__Exercise__
Return the lines below word for word, leaving out the pictures.
────────────────
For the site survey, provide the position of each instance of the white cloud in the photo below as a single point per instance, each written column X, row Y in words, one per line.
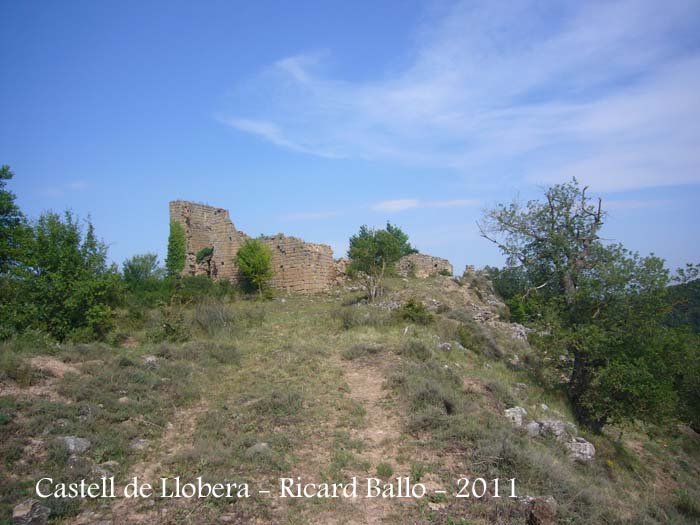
column 606, row 91
column 310, row 215
column 396, row 205
column 409, row 204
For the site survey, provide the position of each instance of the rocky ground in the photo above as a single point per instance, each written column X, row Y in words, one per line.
column 322, row 389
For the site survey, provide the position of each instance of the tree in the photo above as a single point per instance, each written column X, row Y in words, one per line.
column 401, row 239
column 602, row 306
column 254, row 259
column 13, row 227
column 177, row 250
column 373, row 253
column 140, row 269
column 65, row 285
column 205, row 256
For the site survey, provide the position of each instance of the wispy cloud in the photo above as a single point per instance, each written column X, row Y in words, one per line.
column 310, row 215
column 409, row 204
column 606, row 91
column 632, row 204
column 72, row 186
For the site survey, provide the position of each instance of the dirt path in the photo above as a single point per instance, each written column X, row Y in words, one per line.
column 380, row 434
column 178, row 436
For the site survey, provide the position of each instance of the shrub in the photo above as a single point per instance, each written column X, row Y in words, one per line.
column 172, row 326
column 415, row 311
column 213, row 316
column 177, row 247
column 254, row 259
column 384, row 470
column 362, row 315
column 64, row 284
column 373, row 254
column 415, row 349
column 360, row 350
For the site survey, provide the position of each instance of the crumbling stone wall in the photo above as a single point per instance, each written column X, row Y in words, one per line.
column 205, row 227
column 422, row 266
column 298, row 266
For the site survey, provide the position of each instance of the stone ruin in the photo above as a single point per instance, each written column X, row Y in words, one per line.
column 297, row 266
column 422, row 266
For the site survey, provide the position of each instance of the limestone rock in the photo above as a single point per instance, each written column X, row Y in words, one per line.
column 581, row 450
column 422, row 266
column 139, row 444
column 30, row 512
column 516, row 415
column 542, row 511
column 561, row 430
column 533, row 428
column 75, row 445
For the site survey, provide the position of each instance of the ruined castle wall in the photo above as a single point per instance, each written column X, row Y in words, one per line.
column 298, row 266
column 206, row 226
column 422, row 266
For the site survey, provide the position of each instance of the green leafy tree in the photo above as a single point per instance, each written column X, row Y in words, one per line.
column 254, row 259
column 13, row 227
column 602, row 306
column 401, row 239
column 66, row 286
column 205, row 256
column 374, row 253
column 139, row 269
column 177, row 250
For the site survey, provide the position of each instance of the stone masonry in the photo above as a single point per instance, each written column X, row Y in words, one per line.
column 298, row 266
column 422, row 266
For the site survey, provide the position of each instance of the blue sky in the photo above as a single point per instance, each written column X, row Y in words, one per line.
column 312, row 118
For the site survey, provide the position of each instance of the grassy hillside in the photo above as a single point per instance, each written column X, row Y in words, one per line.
column 324, row 388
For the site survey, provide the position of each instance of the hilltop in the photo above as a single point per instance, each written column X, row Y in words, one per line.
column 431, row 382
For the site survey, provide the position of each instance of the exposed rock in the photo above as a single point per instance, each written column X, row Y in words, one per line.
column 517, row 331
column 581, row 450
column 561, row 430
column 422, row 266
column 30, row 512
column 75, row 445
column 259, row 449
column 533, row 428
column 297, row 266
column 516, row 415
column 139, row 444
column 542, row 511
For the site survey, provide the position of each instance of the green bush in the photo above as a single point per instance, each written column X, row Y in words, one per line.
column 64, row 285
column 213, row 316
column 254, row 259
column 177, row 248
column 415, row 312
column 362, row 315
column 360, row 350
column 415, row 349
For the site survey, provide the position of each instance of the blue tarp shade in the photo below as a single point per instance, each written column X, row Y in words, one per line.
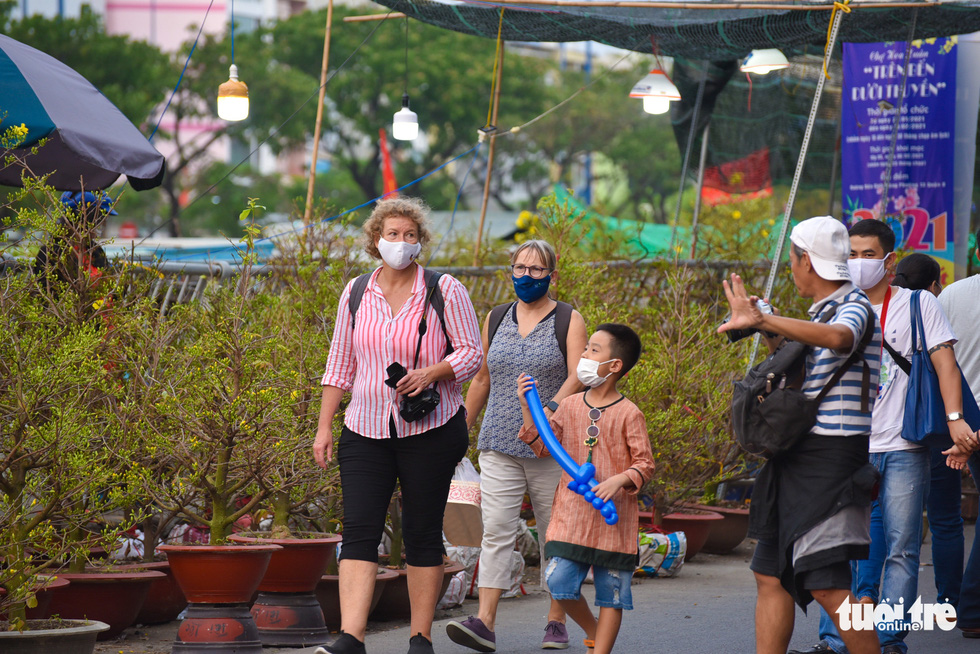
────────────────
__Task response__
For the site survey, provide the position of each instance of the white cloud in the photo below as a single point per instance, each written column X, row Y in words, one per line.
column 606, row 91
column 310, row 215
column 396, row 205
column 409, row 204
For the site survey, provide the position of each instance of the rocky ground in the photo above as a single point per instance, each written column X, row Y in words, one per line.
column 322, row 389
For the site survey, provide the position of each instance of the tree in the photo above as a single point per instance, each written column X, row Y in words, one per line.
column 401, row 239
column 602, row 306
column 254, row 259
column 13, row 227
column 177, row 250
column 373, row 253
column 140, row 269
column 65, row 285
column 205, row 256
For the site survey, provide the position of each instance of the wispy cloud in the photo above as a single point per instance, each written column X, row Y in words, one per line.
column 310, row 215
column 409, row 204
column 606, row 91
column 632, row 204
column 72, row 186
For the site survey, provide the position of each instance of the dirt path in the photo above as a single point per instance, each written column X, row Y in words, one per line.
column 380, row 434
column 178, row 436
For the site survey, provide the position of each instance of the shrub in the photo above as a single point per instance, each written column X, row Y in words, one per line.
column 172, row 326
column 415, row 311
column 213, row 316
column 177, row 247
column 254, row 259
column 384, row 470
column 362, row 315
column 64, row 284
column 373, row 254
column 415, row 349
column 360, row 350
For the site survey, provide the position of each instance of the crumbling stone wall in the photo above as a single point per instance, each written column X, row Y in words, one per line.
column 205, row 227
column 422, row 266
column 298, row 266
For the site survey, provide the position of each instance of the stone ruin in the photo above as a single point per instance, each written column X, row Y in words, one per line.
column 297, row 266
column 422, row 266
For the site survey, provide the position of each instance of the limestone rock in the photo above as a single point per instance, each written column X, row Y in words, one per line.
column 581, row 450
column 422, row 266
column 139, row 444
column 30, row 512
column 516, row 415
column 542, row 511
column 561, row 430
column 533, row 428
column 75, row 445
For the site survey, provide the position of each instance of the ruined castle wall in the photo above as a single point per instance, each written column X, row Y in words, one per line.
column 298, row 266
column 206, row 226
column 422, row 266
For the site survey, provide the position of each instance of the green leafy tree in the photo above as a single point per instance, each written column X, row Y in words, one per line.
column 254, row 259
column 13, row 227
column 602, row 306
column 401, row 239
column 66, row 286
column 205, row 256
column 374, row 253
column 139, row 269
column 177, row 250
For the site survey, provide the position of each instance of the stone masonry in the photo above as a single point per instance, each written column X, row Y in words, one per line.
column 298, row 266
column 422, row 266
For the site survey, provide the position of each instance of the blue sky in the photo above as a single point per instance, each written column X, row Y in words, one per line.
column 312, row 118
For the site survey, provide the position of each instance of the grassy hillside in the photo above as a single point per instance, each written column X, row Y in words, one per line.
column 324, row 388
For the site survey, provide the position of each instance of the hilltop in the photo above as a single point per instance, each written column X, row Y in words, one per line.
column 431, row 382
For the site survey, provide the position of each instance of the exposed rock in the photo above as a single point per instance, each written column X, row Y in words, one per line.
column 517, row 331
column 581, row 450
column 561, row 430
column 422, row 266
column 30, row 512
column 75, row 445
column 259, row 449
column 533, row 428
column 297, row 266
column 516, row 415
column 139, row 444
column 542, row 511
For the site survey, provide the position of each instance of the green bush in the photo above as a single point per instance, each written column X, row Y in words, one per line.
column 64, row 285
column 213, row 316
column 254, row 259
column 177, row 248
column 415, row 312
column 362, row 315
column 360, row 350
column 415, row 349
For the site survey, provide the position of each instance of the blue tarp shade in the photo below as a single point per instance, each written column X, row Y in words, one per line.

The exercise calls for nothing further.